What the task asks
A faithful copy is needed. Set down all of the data below exactly.

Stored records
•••
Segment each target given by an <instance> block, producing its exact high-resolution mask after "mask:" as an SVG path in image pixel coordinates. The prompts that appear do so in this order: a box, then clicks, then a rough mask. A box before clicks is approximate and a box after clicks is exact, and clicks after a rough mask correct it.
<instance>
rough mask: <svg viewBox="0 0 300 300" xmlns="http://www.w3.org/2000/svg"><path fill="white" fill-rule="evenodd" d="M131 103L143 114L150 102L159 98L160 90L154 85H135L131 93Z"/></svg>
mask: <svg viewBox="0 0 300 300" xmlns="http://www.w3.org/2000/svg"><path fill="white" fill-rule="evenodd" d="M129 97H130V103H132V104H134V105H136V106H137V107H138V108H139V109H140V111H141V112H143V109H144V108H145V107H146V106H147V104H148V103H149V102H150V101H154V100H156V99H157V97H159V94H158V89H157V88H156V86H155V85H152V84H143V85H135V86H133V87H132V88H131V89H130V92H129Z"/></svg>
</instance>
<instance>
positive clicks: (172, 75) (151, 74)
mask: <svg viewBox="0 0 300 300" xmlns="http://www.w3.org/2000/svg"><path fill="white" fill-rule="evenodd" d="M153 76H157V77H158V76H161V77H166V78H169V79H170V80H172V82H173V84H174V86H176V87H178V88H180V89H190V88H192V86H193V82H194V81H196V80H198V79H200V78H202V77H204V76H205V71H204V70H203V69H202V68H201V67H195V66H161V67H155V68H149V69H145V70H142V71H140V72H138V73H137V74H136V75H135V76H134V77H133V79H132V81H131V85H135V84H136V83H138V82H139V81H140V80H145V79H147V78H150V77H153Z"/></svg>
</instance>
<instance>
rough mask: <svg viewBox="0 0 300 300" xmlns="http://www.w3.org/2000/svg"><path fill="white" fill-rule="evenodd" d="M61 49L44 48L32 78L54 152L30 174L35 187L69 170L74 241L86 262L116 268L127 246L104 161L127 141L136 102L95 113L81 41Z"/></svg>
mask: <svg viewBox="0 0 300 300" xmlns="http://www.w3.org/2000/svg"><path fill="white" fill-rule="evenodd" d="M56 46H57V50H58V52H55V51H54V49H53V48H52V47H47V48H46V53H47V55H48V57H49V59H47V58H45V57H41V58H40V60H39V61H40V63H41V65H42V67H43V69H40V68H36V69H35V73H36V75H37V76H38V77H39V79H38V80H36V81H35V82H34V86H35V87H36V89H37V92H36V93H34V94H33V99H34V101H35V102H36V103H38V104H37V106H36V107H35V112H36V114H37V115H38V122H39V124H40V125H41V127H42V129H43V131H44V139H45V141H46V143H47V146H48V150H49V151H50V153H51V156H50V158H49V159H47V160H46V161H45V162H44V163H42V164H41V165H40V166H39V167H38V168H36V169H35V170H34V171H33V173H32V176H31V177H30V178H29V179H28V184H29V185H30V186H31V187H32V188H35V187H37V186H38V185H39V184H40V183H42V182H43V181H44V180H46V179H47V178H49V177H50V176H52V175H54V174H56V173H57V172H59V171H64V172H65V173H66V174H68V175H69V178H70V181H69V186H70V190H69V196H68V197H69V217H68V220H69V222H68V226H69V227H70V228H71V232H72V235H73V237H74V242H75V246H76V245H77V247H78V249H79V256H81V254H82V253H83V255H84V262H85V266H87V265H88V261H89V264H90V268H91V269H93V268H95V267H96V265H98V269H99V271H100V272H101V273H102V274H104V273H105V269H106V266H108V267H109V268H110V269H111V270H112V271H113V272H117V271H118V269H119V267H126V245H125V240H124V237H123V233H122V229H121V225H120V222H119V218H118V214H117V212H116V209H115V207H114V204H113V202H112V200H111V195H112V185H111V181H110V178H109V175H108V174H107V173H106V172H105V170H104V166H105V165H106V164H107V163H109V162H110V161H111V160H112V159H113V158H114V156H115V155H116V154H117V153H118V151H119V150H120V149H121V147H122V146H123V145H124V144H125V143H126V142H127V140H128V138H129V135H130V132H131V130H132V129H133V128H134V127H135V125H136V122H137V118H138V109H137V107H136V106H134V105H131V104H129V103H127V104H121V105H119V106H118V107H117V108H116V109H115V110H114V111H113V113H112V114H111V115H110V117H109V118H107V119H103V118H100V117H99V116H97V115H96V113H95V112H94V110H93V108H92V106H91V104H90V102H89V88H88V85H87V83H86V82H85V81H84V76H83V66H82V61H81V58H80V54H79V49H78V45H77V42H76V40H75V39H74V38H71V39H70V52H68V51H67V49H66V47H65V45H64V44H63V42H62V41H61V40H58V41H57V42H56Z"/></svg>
•••
Answer to this task
Segment each target given by an <instance> block, producing its exact high-resolution mask after "mask:" as an SVG path in image pixel coordinates. The prompts that appear do so in this order: a box, then clicks, then a rough mask. A box before clicks is approximate and a box after clicks is exact, and clicks after a rough mask correct it.
<instance>
rough mask: <svg viewBox="0 0 300 300" xmlns="http://www.w3.org/2000/svg"><path fill="white" fill-rule="evenodd" d="M131 103L143 114L150 102L159 98L160 90L154 85H135L131 93Z"/></svg>
mask: <svg viewBox="0 0 300 300" xmlns="http://www.w3.org/2000/svg"><path fill="white" fill-rule="evenodd" d="M129 97H130V103H132V104H134V105H136V106H137V107H138V108H139V109H140V111H141V112H143V109H144V108H145V107H146V106H147V104H148V103H149V102H150V101H154V100H156V99H157V97H159V94H158V89H157V88H156V86H155V85H152V84H143V85H135V86H133V87H132V88H131V89H130V92H129Z"/></svg>
</instance>
<instance>
positive clicks: (172, 75) (151, 74)
mask: <svg viewBox="0 0 300 300" xmlns="http://www.w3.org/2000/svg"><path fill="white" fill-rule="evenodd" d="M153 76H157V77H158V76H161V77H166V78H169V79H170V80H172V82H173V84H174V86H176V87H178V88H180V89H190V88H192V86H193V82H194V81H196V80H198V79H200V78H202V77H204V76H205V71H204V70H203V69H202V68H201V67H195V66H161V67H155V68H149V69H145V70H142V71H140V72H138V73H137V74H136V75H135V76H134V77H133V79H132V81H131V85H135V84H136V83H138V82H139V81H140V80H145V79H147V78H150V77H153Z"/></svg>
</instance>
<instance>
rough mask: <svg viewBox="0 0 300 300" xmlns="http://www.w3.org/2000/svg"><path fill="white" fill-rule="evenodd" d="M61 49L44 48L32 78L54 152L30 174L35 187L69 170L74 241L86 262L116 268L127 246L104 161L127 141L136 102L95 113L81 41Z"/></svg>
mask: <svg viewBox="0 0 300 300" xmlns="http://www.w3.org/2000/svg"><path fill="white" fill-rule="evenodd" d="M56 46H57V50H58V52H55V51H54V49H53V48H52V47H47V48H46V53H47V55H48V57H49V59H47V58H45V57H41V58H40V60H39V61H40V63H41V65H42V67H43V69H40V68H36V69H35V73H36V75H37V76H38V77H39V79H38V80H36V81H35V82H34V86H35V87H36V89H37V92H36V93H34V94H33V99H34V101H35V102H36V103H38V104H37V106H36V107H35V112H36V114H37V115H38V122H39V124H40V125H41V127H42V129H43V131H44V139H45V141H46V143H47V146H48V150H49V151H50V153H51V156H50V158H49V159H47V160H46V161H45V162H44V163H42V164H41V165H40V166H39V167H38V168H36V169H35V170H34V171H33V173H32V176H31V177H30V178H29V179H28V184H29V185H30V186H31V187H32V188H35V187H37V186H38V185H39V184H40V183H42V182H43V181H44V180H46V179H47V178H49V177H50V176H52V175H54V174H56V173H57V172H59V171H64V172H65V173H66V174H68V175H69V178H70V181H69V186H70V190H69V196H68V197H69V217H68V220H69V222H68V226H69V227H70V228H71V232H72V235H73V237H74V242H75V246H76V245H77V247H78V249H79V256H81V254H82V253H83V255H84V262H85V266H87V265H88V261H89V264H90V268H91V269H93V268H95V267H96V265H98V269H99V271H100V272H101V273H102V274H104V273H105V269H106V266H108V267H109V268H110V269H111V270H112V271H113V272H117V271H118V269H119V267H126V245H125V240H124V237H123V233H122V229H121V225H120V222H119V218H118V214H117V212H116V209H115V207H114V204H113V202H112V200H111V195H112V185H111V181H110V178H109V175H108V174H107V173H106V172H105V170H104V166H105V165H106V164H107V163H109V162H110V161H111V160H112V159H113V158H114V156H115V155H116V154H117V153H118V151H119V150H120V149H121V147H122V146H123V145H124V144H125V143H126V142H127V140H128V138H129V135H130V132H131V130H132V129H133V128H134V127H135V125H136V122H137V118H138V109H137V107H136V106H134V105H131V104H129V103H127V104H121V105H119V106H118V107H117V108H116V109H115V110H114V111H113V113H112V114H111V115H110V117H109V118H107V119H103V118H100V117H99V116H97V115H96V113H95V112H94V110H93V108H92V106H91V104H90V102H89V88H88V85H87V83H86V82H85V81H84V76H83V66H82V61H81V58H80V54H79V49H78V45H77V42H76V40H75V39H74V38H71V39H70V52H68V51H67V49H66V47H65V45H64V44H63V42H62V41H61V40H58V41H57V42H56Z"/></svg>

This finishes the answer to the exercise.